BEGIN

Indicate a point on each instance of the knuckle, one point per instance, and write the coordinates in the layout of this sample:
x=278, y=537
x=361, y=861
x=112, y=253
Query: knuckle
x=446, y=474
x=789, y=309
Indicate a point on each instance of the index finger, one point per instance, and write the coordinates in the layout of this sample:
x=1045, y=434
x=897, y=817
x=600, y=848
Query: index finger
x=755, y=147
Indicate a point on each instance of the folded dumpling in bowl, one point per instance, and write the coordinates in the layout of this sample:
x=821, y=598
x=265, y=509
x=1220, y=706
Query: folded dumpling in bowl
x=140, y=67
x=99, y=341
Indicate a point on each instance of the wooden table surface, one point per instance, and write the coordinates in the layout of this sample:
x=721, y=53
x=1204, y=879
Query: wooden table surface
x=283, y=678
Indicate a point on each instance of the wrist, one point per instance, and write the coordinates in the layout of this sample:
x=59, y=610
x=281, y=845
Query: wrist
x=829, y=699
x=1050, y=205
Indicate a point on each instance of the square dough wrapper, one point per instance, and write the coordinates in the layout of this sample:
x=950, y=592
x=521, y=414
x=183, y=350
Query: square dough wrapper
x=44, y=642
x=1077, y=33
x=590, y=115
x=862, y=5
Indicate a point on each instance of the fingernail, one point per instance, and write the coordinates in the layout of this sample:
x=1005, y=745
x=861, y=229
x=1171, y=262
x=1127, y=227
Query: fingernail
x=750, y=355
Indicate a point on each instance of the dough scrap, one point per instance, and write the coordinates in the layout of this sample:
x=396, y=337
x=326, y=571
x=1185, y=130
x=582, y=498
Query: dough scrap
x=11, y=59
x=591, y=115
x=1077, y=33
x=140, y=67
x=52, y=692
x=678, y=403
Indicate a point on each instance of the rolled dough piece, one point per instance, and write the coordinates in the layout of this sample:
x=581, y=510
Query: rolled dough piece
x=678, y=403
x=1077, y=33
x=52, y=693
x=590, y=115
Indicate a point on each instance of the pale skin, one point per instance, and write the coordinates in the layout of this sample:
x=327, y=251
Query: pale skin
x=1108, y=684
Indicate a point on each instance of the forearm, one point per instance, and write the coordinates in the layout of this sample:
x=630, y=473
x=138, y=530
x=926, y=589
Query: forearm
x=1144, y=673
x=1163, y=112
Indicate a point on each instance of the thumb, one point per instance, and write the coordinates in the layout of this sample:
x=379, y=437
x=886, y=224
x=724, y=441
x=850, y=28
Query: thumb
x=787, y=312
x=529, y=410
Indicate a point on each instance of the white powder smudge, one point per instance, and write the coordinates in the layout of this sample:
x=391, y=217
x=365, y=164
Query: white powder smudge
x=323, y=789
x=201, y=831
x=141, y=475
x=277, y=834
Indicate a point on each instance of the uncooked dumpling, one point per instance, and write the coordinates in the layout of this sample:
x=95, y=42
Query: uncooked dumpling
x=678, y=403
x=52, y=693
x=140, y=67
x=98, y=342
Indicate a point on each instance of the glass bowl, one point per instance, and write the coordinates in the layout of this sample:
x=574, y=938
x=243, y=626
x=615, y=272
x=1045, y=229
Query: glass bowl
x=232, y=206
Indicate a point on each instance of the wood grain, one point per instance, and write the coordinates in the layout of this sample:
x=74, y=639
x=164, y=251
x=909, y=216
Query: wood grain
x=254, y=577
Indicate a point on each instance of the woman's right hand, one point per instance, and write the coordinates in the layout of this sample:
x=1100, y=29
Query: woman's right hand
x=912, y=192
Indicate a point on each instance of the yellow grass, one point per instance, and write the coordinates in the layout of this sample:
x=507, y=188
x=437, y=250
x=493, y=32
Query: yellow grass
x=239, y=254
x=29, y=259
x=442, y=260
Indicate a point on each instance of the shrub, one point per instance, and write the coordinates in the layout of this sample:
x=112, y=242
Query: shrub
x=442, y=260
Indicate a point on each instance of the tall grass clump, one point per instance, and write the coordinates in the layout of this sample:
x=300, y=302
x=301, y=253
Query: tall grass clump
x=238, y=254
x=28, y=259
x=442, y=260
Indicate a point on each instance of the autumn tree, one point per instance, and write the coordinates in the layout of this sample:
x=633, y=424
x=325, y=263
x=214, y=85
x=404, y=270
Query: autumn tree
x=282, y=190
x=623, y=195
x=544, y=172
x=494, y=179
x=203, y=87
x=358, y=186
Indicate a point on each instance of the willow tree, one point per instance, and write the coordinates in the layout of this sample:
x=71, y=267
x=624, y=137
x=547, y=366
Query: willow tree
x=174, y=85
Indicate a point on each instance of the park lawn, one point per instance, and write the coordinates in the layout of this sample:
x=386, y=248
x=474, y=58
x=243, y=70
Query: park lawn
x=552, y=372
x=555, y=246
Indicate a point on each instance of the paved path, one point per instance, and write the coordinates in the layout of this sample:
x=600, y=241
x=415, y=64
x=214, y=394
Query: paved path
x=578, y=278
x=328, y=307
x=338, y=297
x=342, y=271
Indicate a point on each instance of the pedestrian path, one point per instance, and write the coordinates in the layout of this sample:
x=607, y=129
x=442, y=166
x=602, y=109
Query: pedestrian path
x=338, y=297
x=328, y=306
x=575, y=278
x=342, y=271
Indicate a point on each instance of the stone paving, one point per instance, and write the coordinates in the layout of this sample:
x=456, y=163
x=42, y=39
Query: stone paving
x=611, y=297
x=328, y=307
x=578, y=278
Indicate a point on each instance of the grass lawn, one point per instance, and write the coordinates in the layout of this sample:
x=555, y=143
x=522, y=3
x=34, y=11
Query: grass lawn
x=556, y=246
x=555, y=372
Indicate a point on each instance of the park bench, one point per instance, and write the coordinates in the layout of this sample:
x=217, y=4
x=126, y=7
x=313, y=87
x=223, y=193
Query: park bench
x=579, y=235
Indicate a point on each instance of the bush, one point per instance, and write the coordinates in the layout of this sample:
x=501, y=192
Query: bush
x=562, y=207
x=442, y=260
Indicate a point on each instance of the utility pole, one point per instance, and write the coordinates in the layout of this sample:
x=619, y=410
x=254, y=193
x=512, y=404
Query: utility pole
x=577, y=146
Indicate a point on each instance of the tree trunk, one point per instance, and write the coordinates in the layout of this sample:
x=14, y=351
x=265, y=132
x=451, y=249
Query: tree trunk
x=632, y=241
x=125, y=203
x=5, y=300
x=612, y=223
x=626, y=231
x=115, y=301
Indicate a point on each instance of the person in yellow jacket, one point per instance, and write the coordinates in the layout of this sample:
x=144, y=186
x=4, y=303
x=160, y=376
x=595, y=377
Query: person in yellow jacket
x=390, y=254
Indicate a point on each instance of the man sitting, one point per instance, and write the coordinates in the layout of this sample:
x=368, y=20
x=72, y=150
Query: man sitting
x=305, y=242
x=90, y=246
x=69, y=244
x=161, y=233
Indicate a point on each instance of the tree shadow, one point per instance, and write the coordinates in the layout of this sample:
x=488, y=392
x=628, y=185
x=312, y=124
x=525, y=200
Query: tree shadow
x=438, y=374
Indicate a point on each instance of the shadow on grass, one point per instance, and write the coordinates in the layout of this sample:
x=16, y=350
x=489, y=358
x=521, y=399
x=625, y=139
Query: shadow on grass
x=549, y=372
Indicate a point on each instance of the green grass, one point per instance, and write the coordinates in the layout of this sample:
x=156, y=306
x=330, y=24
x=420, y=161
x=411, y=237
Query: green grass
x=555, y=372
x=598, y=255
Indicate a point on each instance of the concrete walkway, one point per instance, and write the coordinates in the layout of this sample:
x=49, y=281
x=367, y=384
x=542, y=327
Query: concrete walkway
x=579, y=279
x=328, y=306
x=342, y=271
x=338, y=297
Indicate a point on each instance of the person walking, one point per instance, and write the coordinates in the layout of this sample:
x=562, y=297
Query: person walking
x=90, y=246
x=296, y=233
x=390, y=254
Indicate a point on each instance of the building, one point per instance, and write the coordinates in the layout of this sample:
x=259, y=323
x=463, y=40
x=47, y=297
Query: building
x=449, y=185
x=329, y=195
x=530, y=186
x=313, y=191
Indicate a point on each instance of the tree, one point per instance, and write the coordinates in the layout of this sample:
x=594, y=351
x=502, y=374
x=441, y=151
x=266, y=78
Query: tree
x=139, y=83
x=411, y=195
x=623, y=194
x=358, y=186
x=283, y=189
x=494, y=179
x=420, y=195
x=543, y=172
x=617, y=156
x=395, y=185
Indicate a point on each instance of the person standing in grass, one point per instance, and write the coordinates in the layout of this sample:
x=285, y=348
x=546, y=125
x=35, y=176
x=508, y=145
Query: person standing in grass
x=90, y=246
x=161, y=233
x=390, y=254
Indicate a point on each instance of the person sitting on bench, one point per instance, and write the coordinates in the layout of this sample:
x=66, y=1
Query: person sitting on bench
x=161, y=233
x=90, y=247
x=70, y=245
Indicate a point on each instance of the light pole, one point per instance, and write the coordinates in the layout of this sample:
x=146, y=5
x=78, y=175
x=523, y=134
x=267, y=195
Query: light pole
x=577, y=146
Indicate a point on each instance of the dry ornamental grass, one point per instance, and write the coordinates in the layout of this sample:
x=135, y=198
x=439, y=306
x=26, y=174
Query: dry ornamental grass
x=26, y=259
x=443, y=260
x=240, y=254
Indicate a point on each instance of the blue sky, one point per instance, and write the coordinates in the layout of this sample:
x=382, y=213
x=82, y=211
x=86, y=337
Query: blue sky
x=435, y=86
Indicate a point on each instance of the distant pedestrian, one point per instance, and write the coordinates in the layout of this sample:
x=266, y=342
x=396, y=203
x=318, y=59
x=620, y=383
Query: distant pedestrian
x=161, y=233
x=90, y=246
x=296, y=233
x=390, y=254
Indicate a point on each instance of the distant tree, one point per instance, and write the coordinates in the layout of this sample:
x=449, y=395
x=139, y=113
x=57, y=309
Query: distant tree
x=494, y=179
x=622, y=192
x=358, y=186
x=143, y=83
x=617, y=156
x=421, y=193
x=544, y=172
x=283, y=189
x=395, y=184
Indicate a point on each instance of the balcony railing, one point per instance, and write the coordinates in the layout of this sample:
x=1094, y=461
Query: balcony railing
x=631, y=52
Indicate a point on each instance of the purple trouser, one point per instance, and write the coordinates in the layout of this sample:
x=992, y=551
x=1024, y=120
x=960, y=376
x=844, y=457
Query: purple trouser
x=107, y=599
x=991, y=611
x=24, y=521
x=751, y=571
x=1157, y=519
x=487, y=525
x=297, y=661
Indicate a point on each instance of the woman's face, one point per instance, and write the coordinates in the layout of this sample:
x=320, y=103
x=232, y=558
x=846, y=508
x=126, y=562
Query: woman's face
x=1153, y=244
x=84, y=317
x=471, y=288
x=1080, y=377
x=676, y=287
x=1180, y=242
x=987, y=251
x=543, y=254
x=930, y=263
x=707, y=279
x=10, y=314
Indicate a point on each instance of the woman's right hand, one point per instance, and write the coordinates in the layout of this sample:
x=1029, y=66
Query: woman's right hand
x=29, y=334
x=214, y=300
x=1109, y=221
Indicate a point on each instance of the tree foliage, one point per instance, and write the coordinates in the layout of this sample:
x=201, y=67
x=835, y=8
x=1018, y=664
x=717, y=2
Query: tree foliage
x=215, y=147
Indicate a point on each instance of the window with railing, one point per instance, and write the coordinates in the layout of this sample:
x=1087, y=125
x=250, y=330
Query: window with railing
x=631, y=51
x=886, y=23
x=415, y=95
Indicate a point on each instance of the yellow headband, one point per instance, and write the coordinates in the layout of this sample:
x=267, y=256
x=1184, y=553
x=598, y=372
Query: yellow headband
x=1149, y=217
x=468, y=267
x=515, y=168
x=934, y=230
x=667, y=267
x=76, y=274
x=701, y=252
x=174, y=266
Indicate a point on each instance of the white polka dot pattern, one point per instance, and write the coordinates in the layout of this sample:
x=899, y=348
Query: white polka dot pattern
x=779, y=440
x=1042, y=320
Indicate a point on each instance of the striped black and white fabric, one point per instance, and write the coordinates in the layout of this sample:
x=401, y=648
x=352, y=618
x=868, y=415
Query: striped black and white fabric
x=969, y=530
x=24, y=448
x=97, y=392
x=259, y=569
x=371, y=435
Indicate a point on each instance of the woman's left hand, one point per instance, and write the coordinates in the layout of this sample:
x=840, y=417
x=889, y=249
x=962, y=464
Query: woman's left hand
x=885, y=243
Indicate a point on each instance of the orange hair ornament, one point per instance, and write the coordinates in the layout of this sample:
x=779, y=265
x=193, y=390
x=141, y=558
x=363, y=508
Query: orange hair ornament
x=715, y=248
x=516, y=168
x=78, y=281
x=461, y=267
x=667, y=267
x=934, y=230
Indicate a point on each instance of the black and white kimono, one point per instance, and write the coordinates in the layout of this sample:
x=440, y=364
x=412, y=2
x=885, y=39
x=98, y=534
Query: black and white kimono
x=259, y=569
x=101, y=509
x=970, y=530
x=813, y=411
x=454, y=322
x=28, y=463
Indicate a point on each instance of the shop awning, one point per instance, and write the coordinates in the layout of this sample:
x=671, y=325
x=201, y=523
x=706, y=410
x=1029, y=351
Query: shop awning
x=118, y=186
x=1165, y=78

END

[Written instruction]
Copy the listing above verbatim, beginning at the line that contains "Indicate a point on each instance of the forearm, one" and ending after the line that contains "x=1163, y=112".

[Completed exercise]
Indicate a point on each instance of the forearm, one point per instance, and write the coordinates in the layout of this sample:
x=630, y=473
x=138, y=530
x=926, y=589
Query: forearm
x=1144, y=673
x=1163, y=112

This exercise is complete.